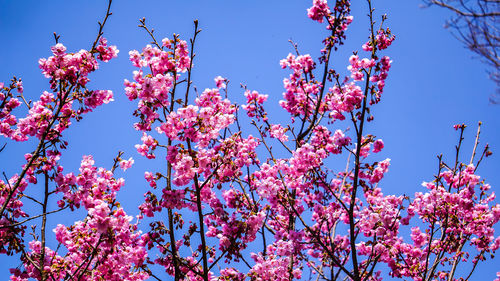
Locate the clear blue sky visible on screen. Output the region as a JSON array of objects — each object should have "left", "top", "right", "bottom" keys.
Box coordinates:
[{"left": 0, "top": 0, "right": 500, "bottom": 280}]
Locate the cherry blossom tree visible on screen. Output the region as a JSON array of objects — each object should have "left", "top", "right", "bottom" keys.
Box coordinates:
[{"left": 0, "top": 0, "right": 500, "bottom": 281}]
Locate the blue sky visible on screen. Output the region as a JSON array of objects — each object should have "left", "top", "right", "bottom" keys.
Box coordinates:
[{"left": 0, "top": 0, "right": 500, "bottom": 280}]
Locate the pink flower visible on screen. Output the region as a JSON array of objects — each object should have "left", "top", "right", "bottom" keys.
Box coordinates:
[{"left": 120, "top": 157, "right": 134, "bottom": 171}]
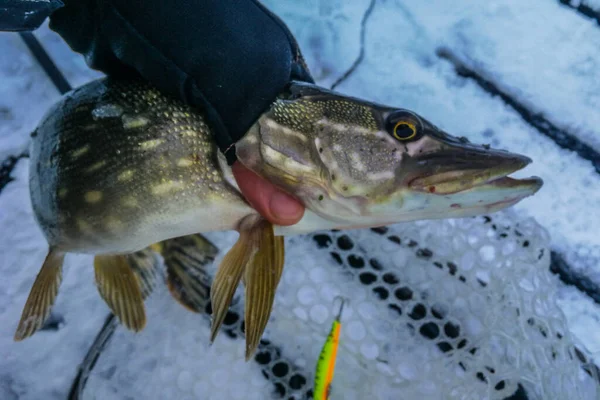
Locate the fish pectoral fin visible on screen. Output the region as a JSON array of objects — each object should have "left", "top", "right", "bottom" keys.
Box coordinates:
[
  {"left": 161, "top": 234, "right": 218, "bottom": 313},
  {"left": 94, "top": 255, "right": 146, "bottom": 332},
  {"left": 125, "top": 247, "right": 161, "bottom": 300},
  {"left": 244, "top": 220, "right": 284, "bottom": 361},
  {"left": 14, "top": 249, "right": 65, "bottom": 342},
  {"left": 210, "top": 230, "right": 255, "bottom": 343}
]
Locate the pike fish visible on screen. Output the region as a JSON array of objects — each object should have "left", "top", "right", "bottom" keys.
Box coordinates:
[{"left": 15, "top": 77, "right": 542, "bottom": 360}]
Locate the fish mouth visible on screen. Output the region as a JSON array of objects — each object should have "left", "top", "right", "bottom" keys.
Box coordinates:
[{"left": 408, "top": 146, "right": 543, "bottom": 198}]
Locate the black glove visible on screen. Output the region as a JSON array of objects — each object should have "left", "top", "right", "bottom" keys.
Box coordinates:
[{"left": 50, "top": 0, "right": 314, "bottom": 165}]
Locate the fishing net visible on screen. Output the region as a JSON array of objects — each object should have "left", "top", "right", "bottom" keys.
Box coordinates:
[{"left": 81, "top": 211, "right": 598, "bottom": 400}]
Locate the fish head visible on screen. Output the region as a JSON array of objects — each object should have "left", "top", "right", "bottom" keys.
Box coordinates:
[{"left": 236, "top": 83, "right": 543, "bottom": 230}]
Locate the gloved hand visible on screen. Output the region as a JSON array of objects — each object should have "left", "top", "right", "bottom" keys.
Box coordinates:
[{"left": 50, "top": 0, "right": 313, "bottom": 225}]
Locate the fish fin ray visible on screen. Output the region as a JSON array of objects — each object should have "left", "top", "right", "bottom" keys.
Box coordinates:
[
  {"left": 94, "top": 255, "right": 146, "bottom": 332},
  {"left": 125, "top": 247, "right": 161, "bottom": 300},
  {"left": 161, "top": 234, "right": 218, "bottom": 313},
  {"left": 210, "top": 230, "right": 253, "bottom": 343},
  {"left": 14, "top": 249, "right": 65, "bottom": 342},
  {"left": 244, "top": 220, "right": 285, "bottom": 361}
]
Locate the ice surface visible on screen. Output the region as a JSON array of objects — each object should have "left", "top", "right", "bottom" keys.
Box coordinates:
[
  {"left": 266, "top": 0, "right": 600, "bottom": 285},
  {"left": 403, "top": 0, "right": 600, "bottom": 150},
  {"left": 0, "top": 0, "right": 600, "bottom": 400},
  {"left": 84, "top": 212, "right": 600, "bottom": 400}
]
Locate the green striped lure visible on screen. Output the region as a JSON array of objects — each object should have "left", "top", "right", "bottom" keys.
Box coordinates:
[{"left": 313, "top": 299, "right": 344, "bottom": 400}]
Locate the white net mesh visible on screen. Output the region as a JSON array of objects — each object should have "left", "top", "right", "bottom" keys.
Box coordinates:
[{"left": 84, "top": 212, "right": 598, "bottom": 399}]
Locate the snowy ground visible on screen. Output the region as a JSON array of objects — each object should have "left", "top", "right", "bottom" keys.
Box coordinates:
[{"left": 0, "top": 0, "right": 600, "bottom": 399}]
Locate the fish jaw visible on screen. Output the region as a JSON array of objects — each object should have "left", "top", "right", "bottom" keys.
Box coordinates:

********************

JOB
Copy out every row above character for character, and leave the pictures out of your answer.

THE RESULT
Locate the clear blue sky visible on screen. Output the region as a JSON array of objects — each object should have "left", "top", "right", "bottom" keys.
Box coordinates:
[{"left": 0, "top": 0, "right": 500, "bottom": 280}]
Locate the cherry blossom tree visible on screen. Output the region as a JSON array of objects — each object should have "left", "top", "right", "bottom" keys.
Box coordinates:
[{"left": 0, "top": 0, "right": 500, "bottom": 281}]
Locate the blue sky visible on screen. Output the region as a JSON array of objects — each object should have "left", "top", "right", "bottom" keys.
Box coordinates:
[{"left": 0, "top": 0, "right": 500, "bottom": 280}]
Locate the pink flower visible on screen. Output the region as a JSON array of objects — each object should have "left", "top", "right", "bottom" keys.
Box coordinates:
[{"left": 120, "top": 157, "right": 134, "bottom": 171}]
Locate the fish pectoral fin visible on screen. Output the region as a JSON array of objects — each object should have "left", "top", "right", "bottom" keys.
Box coordinates:
[
  {"left": 161, "top": 234, "right": 218, "bottom": 313},
  {"left": 94, "top": 255, "right": 146, "bottom": 332},
  {"left": 125, "top": 247, "right": 161, "bottom": 300},
  {"left": 244, "top": 220, "right": 284, "bottom": 361},
  {"left": 14, "top": 249, "right": 65, "bottom": 342},
  {"left": 210, "top": 230, "right": 255, "bottom": 343}
]
Locate the pike fish visible on screen. Output the region as a JSON array of objects — each object should have "left", "top", "right", "bottom" keys.
Box coordinates:
[{"left": 15, "top": 77, "right": 542, "bottom": 360}]
Locate the fish mouth visible on screen. Output the region as a JSON array of objects — each object should have "left", "top", "right", "bottom" keys.
Box coordinates:
[{"left": 408, "top": 146, "right": 543, "bottom": 198}]
Locate the black glove visible on screen. Output the region as a JSON array of objects — each object should have "left", "top", "right", "bottom" keys.
Box coordinates:
[{"left": 50, "top": 0, "right": 314, "bottom": 165}]
Locate the fishing net visible on screen. Output the region as a JSON array of objects — each object should have "left", "top", "right", "bottom" keys.
Box coordinates:
[{"left": 81, "top": 211, "right": 598, "bottom": 400}]
Locate the fish head visible on screen. Output the region as a JSON array of objects — each object should have "left", "top", "right", "bottom" keys.
Box coordinates:
[{"left": 236, "top": 83, "right": 543, "bottom": 230}]
Locate the gloved hand visible on screen. Output the region as a JSON array of objects — each object should have "left", "top", "right", "bottom" keys.
Box coordinates:
[{"left": 50, "top": 0, "right": 313, "bottom": 225}]
Locate the fish fin ray visible on screen. Output the region as a JSON array of objects — each object should have "left", "top", "right", "bottom" keys.
Box coordinates:
[
  {"left": 94, "top": 255, "right": 146, "bottom": 332},
  {"left": 125, "top": 247, "right": 161, "bottom": 300},
  {"left": 161, "top": 234, "right": 218, "bottom": 313},
  {"left": 210, "top": 230, "right": 253, "bottom": 343},
  {"left": 14, "top": 249, "right": 65, "bottom": 342},
  {"left": 244, "top": 220, "right": 285, "bottom": 361}
]
Locate the ice surface visible on screen. Output the region as a JSON array of objects — each object should have "left", "top", "right", "bottom" keys.
Box coordinates:
[
  {"left": 266, "top": 0, "right": 600, "bottom": 285},
  {"left": 403, "top": 0, "right": 600, "bottom": 150},
  {"left": 0, "top": 0, "right": 600, "bottom": 400},
  {"left": 84, "top": 212, "right": 600, "bottom": 400}
]
Locate the green striped lure visible on screen. Output the region as a JSON array of objects — each object should have "left", "top", "right", "bottom" keys.
Box coordinates:
[{"left": 313, "top": 299, "right": 344, "bottom": 400}]
Locate the white net mesh visible on screen. Output the region as a JSON array of objects — each object should have "left", "top", "right", "bottom" keys.
Box coordinates:
[{"left": 84, "top": 212, "right": 598, "bottom": 399}]
Locate the snowy ground visible on screen. Output the region as a JSON array of objects — each object should have "left", "top", "right", "bottom" keys.
Box coordinates:
[{"left": 0, "top": 0, "right": 600, "bottom": 399}]
Locate the fish jaw visible on screen. Output the region as a JSON array of objects — each object should have "left", "top", "right", "bottom" keys.
Box coordinates:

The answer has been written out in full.